Exercises -
1 > From the UNMAS page excerpt, extract the passage starting with "Coordinating Capabilities In" and going on through "of mine action.".
2 > In the text on UNMAS, condense the paragraph beginning "UNMAS coordinates the Inter-Agency" into a short bulleted list that keeps its main facts.

Page excerpt -
The UN General Assembly created UNMAS in 1997 to serve as the UN focal point for mine action and to support the UN's vision of "a world free of the threat of landmines and unexploded ordnance, where individuals and communities live in a safe environment conducive to development, and where mine survivors are fully integrated into their societies."

UNMAS coordinates the Inter-Agency Coordination Group on Mine Action, which brings together working-level representatives of UN organizations involved in mine action to develop or revise policies and strategies, set priorities among UN players and share information. UNMAS also coordinates meetings of standing committees, which were created when the Anti-Personnel Mine-Ban Treaty went into effect in 1999, and the Steering Committee on Mine Action, which brings together UN mine-action, nongovernmental and intergovernmental organizations, such as the International Committee of the Red Cross.

Coordinating Capabilities In The Field
UNMAS sets up and manages mine-action coordination centres in countries and territories as part of peacekeeping operations and humanitarian emergencies or crises. In these situations, UNMAS may plan and carry out mine-action projects, orchestrate the work of local and international mine-action service providers, and set priorities for mine clearance, mine-risk education and other aspects of mine action.

Data under study -
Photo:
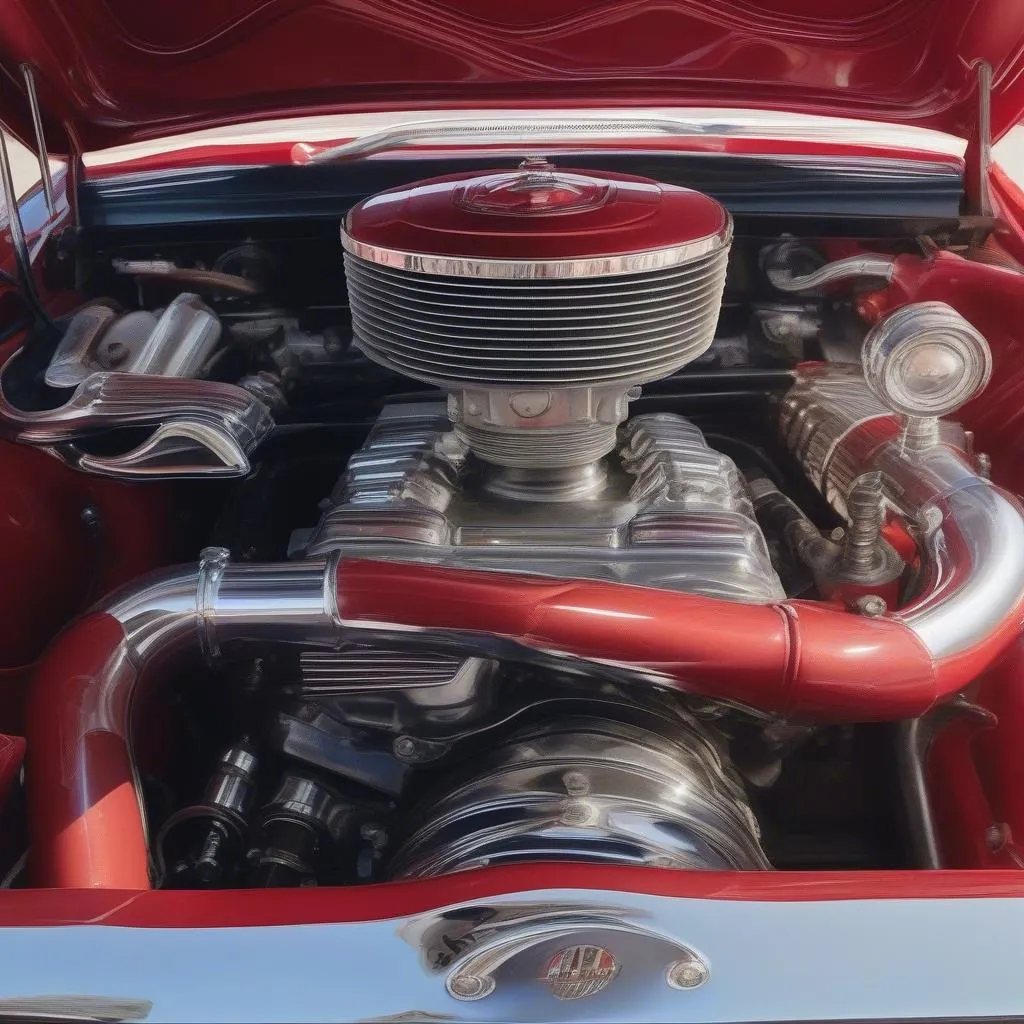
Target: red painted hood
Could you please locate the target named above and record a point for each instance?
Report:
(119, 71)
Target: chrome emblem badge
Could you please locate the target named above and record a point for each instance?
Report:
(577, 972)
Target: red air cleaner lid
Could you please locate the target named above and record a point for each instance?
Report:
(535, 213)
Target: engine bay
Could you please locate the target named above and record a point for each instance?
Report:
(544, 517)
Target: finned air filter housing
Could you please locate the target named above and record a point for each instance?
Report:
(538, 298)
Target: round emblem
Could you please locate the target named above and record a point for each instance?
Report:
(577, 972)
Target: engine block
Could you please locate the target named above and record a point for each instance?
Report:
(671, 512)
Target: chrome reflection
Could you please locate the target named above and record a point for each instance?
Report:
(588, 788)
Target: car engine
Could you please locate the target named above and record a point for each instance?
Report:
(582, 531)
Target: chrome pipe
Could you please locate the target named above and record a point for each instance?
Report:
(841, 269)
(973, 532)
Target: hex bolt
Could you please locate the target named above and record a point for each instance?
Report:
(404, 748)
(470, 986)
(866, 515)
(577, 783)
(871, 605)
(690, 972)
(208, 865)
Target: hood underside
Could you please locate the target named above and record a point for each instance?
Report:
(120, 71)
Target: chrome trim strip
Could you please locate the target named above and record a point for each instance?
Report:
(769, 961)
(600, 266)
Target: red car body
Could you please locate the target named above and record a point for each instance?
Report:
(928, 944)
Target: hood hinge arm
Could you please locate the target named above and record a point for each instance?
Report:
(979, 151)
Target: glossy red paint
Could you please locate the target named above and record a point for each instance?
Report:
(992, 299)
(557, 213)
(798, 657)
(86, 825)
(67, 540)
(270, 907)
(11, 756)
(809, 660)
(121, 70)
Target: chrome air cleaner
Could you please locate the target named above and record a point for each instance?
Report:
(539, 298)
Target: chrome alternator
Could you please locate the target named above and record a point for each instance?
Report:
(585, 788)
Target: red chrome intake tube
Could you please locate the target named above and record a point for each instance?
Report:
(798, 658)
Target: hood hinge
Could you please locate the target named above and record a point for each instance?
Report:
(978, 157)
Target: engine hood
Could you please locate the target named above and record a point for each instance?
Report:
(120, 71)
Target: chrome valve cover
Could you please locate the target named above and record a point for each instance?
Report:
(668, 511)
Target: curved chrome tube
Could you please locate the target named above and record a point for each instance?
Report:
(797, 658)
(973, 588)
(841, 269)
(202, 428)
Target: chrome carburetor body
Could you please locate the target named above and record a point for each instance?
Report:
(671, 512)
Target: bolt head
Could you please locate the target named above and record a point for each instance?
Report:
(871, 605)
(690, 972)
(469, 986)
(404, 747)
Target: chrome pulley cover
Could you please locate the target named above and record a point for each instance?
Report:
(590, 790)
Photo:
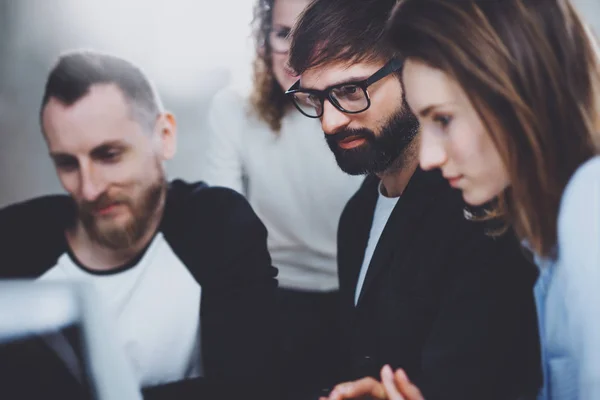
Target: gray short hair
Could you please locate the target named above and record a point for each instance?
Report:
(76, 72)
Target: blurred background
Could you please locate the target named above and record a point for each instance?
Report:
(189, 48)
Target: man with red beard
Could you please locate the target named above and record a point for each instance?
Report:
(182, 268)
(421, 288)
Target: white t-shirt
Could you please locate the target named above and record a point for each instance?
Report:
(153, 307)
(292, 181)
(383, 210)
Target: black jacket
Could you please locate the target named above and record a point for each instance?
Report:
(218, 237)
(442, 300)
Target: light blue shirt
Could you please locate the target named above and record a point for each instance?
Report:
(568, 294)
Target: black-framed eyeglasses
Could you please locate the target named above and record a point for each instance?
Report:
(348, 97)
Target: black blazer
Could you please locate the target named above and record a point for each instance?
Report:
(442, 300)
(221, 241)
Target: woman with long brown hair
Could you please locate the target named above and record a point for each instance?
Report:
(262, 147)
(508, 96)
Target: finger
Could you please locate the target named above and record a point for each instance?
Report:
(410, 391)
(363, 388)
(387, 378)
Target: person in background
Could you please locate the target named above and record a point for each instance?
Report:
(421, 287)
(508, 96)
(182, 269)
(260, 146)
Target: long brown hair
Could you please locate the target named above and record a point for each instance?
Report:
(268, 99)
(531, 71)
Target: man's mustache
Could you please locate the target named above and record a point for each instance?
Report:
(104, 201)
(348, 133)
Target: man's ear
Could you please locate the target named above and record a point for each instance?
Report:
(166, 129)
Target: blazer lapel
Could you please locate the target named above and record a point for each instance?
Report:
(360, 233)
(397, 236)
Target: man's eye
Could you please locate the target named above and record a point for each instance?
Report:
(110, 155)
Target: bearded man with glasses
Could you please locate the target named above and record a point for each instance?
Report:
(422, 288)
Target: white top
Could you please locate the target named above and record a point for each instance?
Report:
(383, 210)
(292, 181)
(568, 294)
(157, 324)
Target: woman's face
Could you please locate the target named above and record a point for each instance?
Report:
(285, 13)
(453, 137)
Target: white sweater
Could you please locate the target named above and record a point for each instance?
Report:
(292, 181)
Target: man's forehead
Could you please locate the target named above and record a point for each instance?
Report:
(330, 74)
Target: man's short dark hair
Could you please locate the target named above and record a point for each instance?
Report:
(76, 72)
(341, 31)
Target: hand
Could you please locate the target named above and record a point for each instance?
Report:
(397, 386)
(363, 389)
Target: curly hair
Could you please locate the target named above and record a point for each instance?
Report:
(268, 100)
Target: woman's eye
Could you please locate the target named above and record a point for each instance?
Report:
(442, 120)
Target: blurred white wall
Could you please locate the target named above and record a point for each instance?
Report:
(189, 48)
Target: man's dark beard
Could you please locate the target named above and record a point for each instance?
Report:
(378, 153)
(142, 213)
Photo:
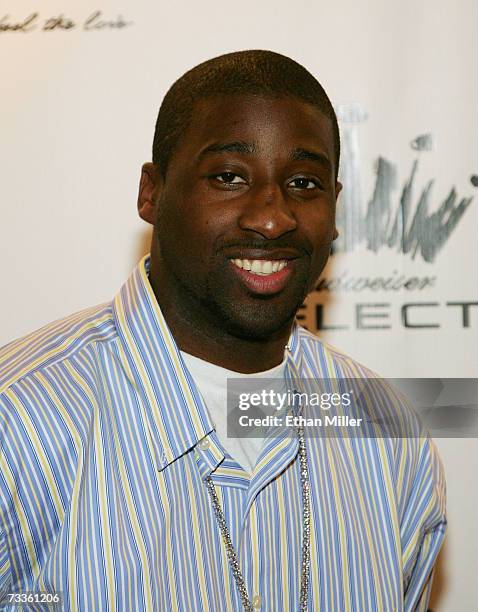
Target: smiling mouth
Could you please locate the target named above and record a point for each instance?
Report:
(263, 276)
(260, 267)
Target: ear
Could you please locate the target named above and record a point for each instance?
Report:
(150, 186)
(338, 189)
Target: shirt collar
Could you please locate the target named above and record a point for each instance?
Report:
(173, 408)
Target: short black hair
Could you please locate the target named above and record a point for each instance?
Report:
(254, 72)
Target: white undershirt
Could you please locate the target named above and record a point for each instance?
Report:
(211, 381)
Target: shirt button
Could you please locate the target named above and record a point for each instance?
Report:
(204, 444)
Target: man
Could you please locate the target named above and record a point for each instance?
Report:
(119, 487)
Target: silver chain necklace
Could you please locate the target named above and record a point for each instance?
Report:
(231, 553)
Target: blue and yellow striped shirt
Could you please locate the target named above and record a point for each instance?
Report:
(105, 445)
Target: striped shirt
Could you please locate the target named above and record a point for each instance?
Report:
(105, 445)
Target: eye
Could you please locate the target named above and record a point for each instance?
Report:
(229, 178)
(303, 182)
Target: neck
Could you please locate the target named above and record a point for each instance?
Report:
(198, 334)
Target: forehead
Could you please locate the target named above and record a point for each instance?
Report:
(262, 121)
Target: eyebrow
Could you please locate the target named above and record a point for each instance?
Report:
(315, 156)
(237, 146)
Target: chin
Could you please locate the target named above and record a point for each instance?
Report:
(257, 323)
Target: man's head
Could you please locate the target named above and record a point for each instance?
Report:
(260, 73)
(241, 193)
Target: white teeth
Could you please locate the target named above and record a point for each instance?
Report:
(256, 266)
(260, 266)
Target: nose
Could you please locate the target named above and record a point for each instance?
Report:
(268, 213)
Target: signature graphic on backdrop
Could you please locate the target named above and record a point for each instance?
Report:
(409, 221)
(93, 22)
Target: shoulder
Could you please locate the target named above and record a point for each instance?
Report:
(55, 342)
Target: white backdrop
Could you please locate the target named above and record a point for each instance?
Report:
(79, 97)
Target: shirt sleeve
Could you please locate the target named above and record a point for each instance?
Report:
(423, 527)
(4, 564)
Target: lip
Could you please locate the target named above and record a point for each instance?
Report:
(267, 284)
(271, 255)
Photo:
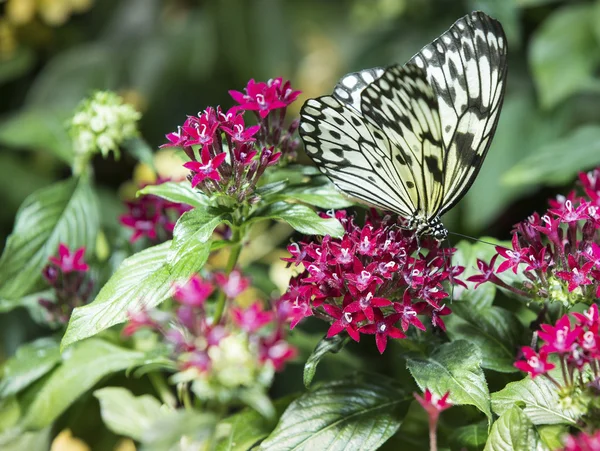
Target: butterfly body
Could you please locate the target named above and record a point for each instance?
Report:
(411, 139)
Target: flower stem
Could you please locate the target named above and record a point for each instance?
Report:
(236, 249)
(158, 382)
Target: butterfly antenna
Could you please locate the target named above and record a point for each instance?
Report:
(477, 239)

Completed exercise -
1 >
Coordinating Capabilities In The Field
UNMAS sets up and manages mine-action coordination centres in countries and territories as part of peacekeeping operations and humanitarian emergencies or crises. In these situations, UNMAS may plan and carry out mine-action projects, orchestrate the work of local and international mine-action service providers, and set priorities for mine clearance, mine-risk education and other aspects of mine action.

2 >
UNMAS coordinates:
- The Inter-Agency Coordination Group on Mine Action. It gathers working-level representatives of UN organizations involved in mine action to develop or revise policies and strategies, set priorities among UN players and share information.
- Meetings of standing committees, created when the Anti-Personnel Mine-Ban Treaty went into effect in 1999.
- The Steering Committee on Mine Action. It brings together UN mine-action, nongovernmental and intergovernmental organizations, such as the International Committee of the Red Cross.